> **Job**
Convert the entries below into a two-column CSV with the header text,answer. Each entry becomes one row, with its text in the first field and its answer in the second. Enclose every field in double quotes and replace any line breaks with spaces.

> **Input data**

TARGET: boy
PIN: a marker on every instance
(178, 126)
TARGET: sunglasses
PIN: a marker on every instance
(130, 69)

> **Solution to this problem**
text,answer
"TARGET: boy PIN: a marker on every instance","(178, 126)"
"TARGET: sunglasses PIN: a marker on every instance","(130, 69)"